■ **TASK STATEMENT**: Restate the records below word for word, and omit the images they hold.

■ **EXTRACTED ENTRIES**:
++++++
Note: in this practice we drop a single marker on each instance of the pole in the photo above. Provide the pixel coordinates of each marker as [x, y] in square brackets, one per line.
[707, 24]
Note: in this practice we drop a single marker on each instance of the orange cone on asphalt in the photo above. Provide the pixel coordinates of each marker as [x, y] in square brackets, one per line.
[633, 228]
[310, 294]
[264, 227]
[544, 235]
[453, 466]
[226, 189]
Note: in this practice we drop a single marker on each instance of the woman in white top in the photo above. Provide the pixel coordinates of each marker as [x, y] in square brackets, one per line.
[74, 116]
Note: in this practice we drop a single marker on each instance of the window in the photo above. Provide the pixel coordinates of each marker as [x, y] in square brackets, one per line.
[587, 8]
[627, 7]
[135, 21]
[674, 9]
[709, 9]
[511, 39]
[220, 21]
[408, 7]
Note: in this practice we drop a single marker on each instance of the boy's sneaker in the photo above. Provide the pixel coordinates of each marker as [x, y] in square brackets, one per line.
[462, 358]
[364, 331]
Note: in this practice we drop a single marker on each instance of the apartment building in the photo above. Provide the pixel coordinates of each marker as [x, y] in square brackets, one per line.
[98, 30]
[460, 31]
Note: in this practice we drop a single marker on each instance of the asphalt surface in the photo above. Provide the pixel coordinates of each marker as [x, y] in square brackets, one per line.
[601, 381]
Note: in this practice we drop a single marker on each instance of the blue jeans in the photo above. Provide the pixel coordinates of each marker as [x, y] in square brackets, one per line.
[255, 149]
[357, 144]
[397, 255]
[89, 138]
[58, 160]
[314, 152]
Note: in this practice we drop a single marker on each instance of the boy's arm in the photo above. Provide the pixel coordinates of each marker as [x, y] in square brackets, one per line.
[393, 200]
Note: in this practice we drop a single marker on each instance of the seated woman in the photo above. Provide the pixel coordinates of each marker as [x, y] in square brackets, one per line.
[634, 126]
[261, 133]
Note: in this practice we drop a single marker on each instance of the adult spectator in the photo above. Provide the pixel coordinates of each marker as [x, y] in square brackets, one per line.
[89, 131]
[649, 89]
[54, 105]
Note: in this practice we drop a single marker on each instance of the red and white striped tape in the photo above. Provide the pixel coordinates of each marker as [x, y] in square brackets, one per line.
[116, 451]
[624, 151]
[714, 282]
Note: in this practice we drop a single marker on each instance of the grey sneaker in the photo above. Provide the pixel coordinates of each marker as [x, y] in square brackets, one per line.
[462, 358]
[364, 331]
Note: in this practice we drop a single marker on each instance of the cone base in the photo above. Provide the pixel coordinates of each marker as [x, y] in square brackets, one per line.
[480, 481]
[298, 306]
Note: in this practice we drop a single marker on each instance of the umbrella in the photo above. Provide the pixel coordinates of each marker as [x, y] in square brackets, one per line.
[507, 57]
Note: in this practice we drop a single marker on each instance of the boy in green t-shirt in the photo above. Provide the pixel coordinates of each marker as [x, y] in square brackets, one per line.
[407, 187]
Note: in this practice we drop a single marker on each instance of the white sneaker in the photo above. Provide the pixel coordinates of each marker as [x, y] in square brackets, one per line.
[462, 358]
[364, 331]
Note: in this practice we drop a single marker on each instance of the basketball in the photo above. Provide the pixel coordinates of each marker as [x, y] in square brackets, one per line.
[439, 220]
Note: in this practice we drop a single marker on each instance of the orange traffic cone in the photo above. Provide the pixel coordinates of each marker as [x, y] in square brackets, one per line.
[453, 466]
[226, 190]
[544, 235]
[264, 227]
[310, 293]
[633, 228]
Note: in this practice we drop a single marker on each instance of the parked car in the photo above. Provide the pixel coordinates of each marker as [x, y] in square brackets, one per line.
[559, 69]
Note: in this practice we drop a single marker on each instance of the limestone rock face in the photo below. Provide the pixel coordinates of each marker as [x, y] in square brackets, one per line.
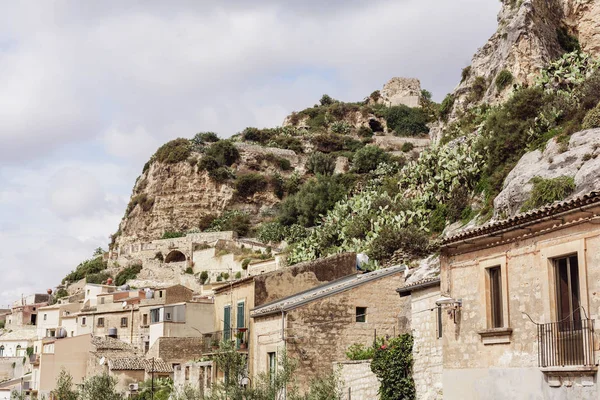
[526, 41]
[580, 160]
[180, 195]
[397, 91]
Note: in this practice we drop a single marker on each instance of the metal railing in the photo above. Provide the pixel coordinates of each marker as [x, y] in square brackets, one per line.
[211, 341]
[566, 343]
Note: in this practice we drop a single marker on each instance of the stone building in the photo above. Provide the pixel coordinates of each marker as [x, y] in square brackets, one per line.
[234, 300]
[522, 296]
[317, 326]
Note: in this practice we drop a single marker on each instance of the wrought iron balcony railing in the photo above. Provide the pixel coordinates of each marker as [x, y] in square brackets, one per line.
[566, 343]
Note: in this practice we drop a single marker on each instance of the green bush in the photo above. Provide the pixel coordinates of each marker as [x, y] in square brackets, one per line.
[315, 197]
[86, 268]
[446, 106]
[249, 184]
[392, 363]
[406, 121]
[127, 274]
[407, 146]
[172, 235]
[204, 137]
[466, 71]
[368, 158]
[592, 118]
[503, 79]
[412, 241]
[320, 163]
[174, 151]
[568, 42]
[546, 191]
[203, 277]
[224, 151]
[359, 351]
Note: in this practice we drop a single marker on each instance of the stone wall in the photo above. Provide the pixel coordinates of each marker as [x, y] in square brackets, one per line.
[507, 367]
[320, 332]
[358, 381]
[303, 276]
[427, 348]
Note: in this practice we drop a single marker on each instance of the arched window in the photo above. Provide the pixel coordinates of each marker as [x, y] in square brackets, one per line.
[175, 256]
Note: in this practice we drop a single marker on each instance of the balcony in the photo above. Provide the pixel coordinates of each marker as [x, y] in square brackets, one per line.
[212, 340]
[566, 344]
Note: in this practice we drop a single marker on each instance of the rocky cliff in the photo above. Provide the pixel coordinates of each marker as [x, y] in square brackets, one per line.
[530, 34]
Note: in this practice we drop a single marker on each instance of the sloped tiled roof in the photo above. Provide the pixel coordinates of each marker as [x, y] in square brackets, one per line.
[139, 364]
[529, 217]
[328, 289]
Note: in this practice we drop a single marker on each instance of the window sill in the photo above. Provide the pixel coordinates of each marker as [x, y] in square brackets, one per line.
[495, 336]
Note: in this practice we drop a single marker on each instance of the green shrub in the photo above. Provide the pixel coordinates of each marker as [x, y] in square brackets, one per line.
[365, 132]
[88, 267]
[236, 221]
[320, 163]
[568, 42]
[546, 191]
[127, 274]
[174, 151]
[592, 118]
[224, 151]
[407, 146]
[204, 137]
[288, 143]
[315, 197]
[392, 363]
[359, 351]
[406, 121]
[203, 277]
[368, 158]
[326, 100]
[446, 106]
[503, 79]
[466, 71]
[249, 184]
[412, 241]
[478, 89]
[208, 163]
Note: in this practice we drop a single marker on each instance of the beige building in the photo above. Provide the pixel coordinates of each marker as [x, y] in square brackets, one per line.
[317, 326]
[522, 302]
[234, 300]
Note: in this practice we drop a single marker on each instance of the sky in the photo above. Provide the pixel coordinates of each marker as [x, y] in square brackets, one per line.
[90, 89]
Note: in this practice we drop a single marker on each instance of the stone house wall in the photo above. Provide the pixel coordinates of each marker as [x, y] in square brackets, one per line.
[427, 347]
[358, 381]
[474, 366]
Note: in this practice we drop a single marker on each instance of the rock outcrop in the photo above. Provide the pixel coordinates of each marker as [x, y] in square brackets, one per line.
[526, 41]
[579, 159]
++++++
■ **EXPECTED ANSWER**:
Note: in this practice we drop a single marker on each instance of the pole in the photo above. Provide the pixel coordinates of each marker as [x, y] in square brackets, one per line.
[707, 24]
Note: in this practice we drop a single marker on each instance of the orange cone on asphalt in the photo above. Provide the pixel coordinates of each marker as [x, y] in square brackets, one per line.
[633, 228]
[310, 294]
[264, 227]
[544, 235]
[453, 466]
[226, 189]
Note: in this practice we drop a single marker on each instance of the woman in white top in the photo above. Provide the pixel coordinates of each marker as [x, y] in square brackets, one per line.
[74, 116]
Note: in this practice we drop a single marker on each instance of the window in the photo above. Provide the pixel coordinates of each marker as [x, y] in square brackets, one per line.
[587, 8]
[627, 7]
[135, 21]
[674, 9]
[709, 9]
[511, 39]
[220, 21]
[408, 7]
Note: in this practice we drop a single marker on each instance of the boy's sneaker in the photo above. Provide the pixel coordinates of each marker as [x, y] in square brackets, one per line.
[462, 358]
[364, 331]
Note: in this practice we drop a single marker on each instance of the apartment building in the photo above. Provide the pixel coordinates of each marker as [x, y] in square brackets, one per line.
[98, 30]
[460, 31]
Note: in this practice we drop a single marker on each instance of the asphalt surface in the photo above. Provide the pixel coordinates of each marker as [x, y] in square brackets, one per line.
[601, 381]
Note: in this practice we drop a single marker on each instance of the blue jeans in the photo above. Provide the pixel coordinates of each marker as [x, y] in square brackets, one per line.
[255, 149]
[357, 144]
[397, 255]
[89, 138]
[58, 160]
[314, 152]
Note: in this practice we drop a single marker on each instance of the boy's arm in the photo above. Provide the pixel coordinates of each marker as [x, y] in square brackets, one per line.
[393, 200]
Note: in this practice we drop a single marker on each instance of the seated woman in the photo above. Provide the pixel coordinates of each marker as [x, y] in square brackets, one per line.
[634, 126]
[261, 133]
Note: in this practice we drop a single marker on each instance of the adult spectator in the photo above. Provide the pixel coordinates of each marker as [x, y] in square brackets, one per line.
[89, 131]
[649, 89]
[54, 105]
Note: in this practice we drop a single marker on each instance of the red and white striped tape in the photo above. Provide the pixel coordinates of each marker as [x, y] in square brackets, one per line.
[116, 451]
[624, 151]
[714, 282]
Note: in this practice we drop a single marker on each instance of the grey sneaker in the photo above. Provide the pixel coordinates of each marker as [x, y] in square brackets, one per line.
[462, 358]
[364, 331]
Note: in this practice we drop a single marker on each instance of the cone base in the photo above. Provide the pixel coordinates of each marker as [x, y] in square brackets, one per line.
[480, 481]
[298, 306]
Note: in this practice we drop a single marker on each instance of the umbrella in the photo above. Provide the pixel coordinates of each marker as [x, y] in square brackets, one per line.
[507, 57]
Note: in this practice we drop a single marker on each instance of the boy in green t-shirt in the photo above. Provide the pixel coordinates of each marker as [x, y] in square brackets, one per line.
[407, 187]
Note: in this practice we drop a single marker on each instance of the white sneaker in the photo above. Provide the pixel coordinates of each marker as [x, y] in square brackets, one per line.
[462, 358]
[364, 331]
Note: in this practice we drop a single marker on each instance of the basketball in the photo above. Provide the pixel coordinates of each marker as [x, y] in square brackets, one per line.
[439, 220]
Note: in this practice we drop a single marker on each instance of the orange traffic cone in the photo above. Provide the pixel coordinates of each marker as [x, y] in square brackets, one per line.
[453, 466]
[226, 190]
[544, 235]
[264, 227]
[310, 293]
[633, 228]
Note: in this practice we drop a single marker on each instance of the parked car in the photo above. Provide the pixel coordinates of each marker as [x, y] in square brackets, one per line.
[559, 69]
Note: in this practice we drop a single marker on each instance of the limestone rock face in the photo below. Provide the pixel coordinates of each marker as [x, y] in square brackets, one per line.
[526, 41]
[580, 160]
[180, 195]
[397, 91]
Note: in this practice we drop a single marker on each instance of the metal railing in the photo above. Provide the pixel coordinates of each marker as [x, y] in square brackets, one per line.
[211, 341]
[566, 343]
Note: in this practice we drop a single marker on each instance of the stone building in the photo above. Provide the pixel coordinates of each marker as [x, y] in square brackets, one per line.
[234, 300]
[522, 296]
[317, 326]
Note: in this practice we drop a single marker on each instance of the wrought iron balcony railing in the photo above. Provide the pixel coordinates of each marker as [x, y] in square brackets, one per line.
[566, 343]
Note: in this practice we drop a single marker on each instance of the green bush in the photo above. Provide the pixel coordinates of each marker as [x, y] in square brackets, one per line.
[315, 197]
[86, 268]
[446, 106]
[249, 184]
[392, 363]
[406, 121]
[127, 274]
[407, 146]
[172, 235]
[204, 137]
[466, 71]
[368, 158]
[592, 118]
[503, 79]
[412, 241]
[320, 163]
[174, 151]
[568, 42]
[546, 191]
[203, 277]
[224, 151]
[359, 351]
Note: in this practice we drop a single marker on each instance of the stone wall in the photo above. Provide the pixel coordinates of each marker as [x, y] in square brackets, one per line.
[507, 367]
[320, 332]
[358, 381]
[303, 276]
[427, 348]
Note: in this practice we drop a single marker on each instance of the arched window in the photo above. Provide the pixel coordinates of each marker as [x, y] in square brackets, one per line.
[175, 256]
Note: in this practice we drop a single marker on each instance of the balcony in the photo above. Provide the pixel coordinates of each marker as [x, y] in square brackets, one per line.
[212, 340]
[566, 344]
Note: in this practice we drop a single marker on each instance of the rocky cliff in the photo above. Provide the pixel coordinates of each marker as [x, y] in square brackets, one per line.
[530, 34]
Note: in this practice we drop a single marker on each instance of the sloped tiled roof in the photo above. Provide the pixel coordinates of each marker as [x, y] in square brackets, one per line.
[139, 364]
[529, 217]
[328, 289]
Note: in this practice we drop a single marker on each instance of the window sill in the photo above. Provide the pixel coordinates of each marker as [x, y] in square brackets, one per line.
[495, 336]
Note: in this practice we drop a single marker on each instance of the green shrub in the photo above. Provide the pixel coordinates of each marker as [x, y] in square brackets, one per line.
[365, 132]
[88, 267]
[236, 221]
[320, 163]
[568, 42]
[546, 191]
[127, 274]
[174, 151]
[592, 118]
[224, 151]
[407, 146]
[204, 137]
[288, 143]
[315, 197]
[392, 363]
[359, 351]
[406, 121]
[203, 277]
[368, 158]
[326, 100]
[446, 106]
[503, 79]
[466, 71]
[249, 184]
[412, 241]
[478, 89]
[208, 163]
Note: in this practice we drop a single marker on each instance of the beige building in the photo above. Provide the pixel coordinates of each marker as [x, y] in square brackets, one per line.
[317, 326]
[522, 302]
[234, 300]
Note: in this practice we drop a single marker on each instance of the sky in the photo above. Provide the pixel coordinates of each marker as [x, y] in square brackets, one per line.
[90, 89]
Note: in this practice we drop a single marker on each instance of the stone house wall in the photo above. Provide the pixel coordinates of each marker as [x, y] in square brackets, one per line.
[427, 347]
[358, 381]
[474, 366]
Note: in this practice we drop a single marker on each instance of the rock outcrop in the photo above. Provide the pixel coordinates of each marker as [x, y] in square brackets, one per line.
[526, 41]
[579, 159]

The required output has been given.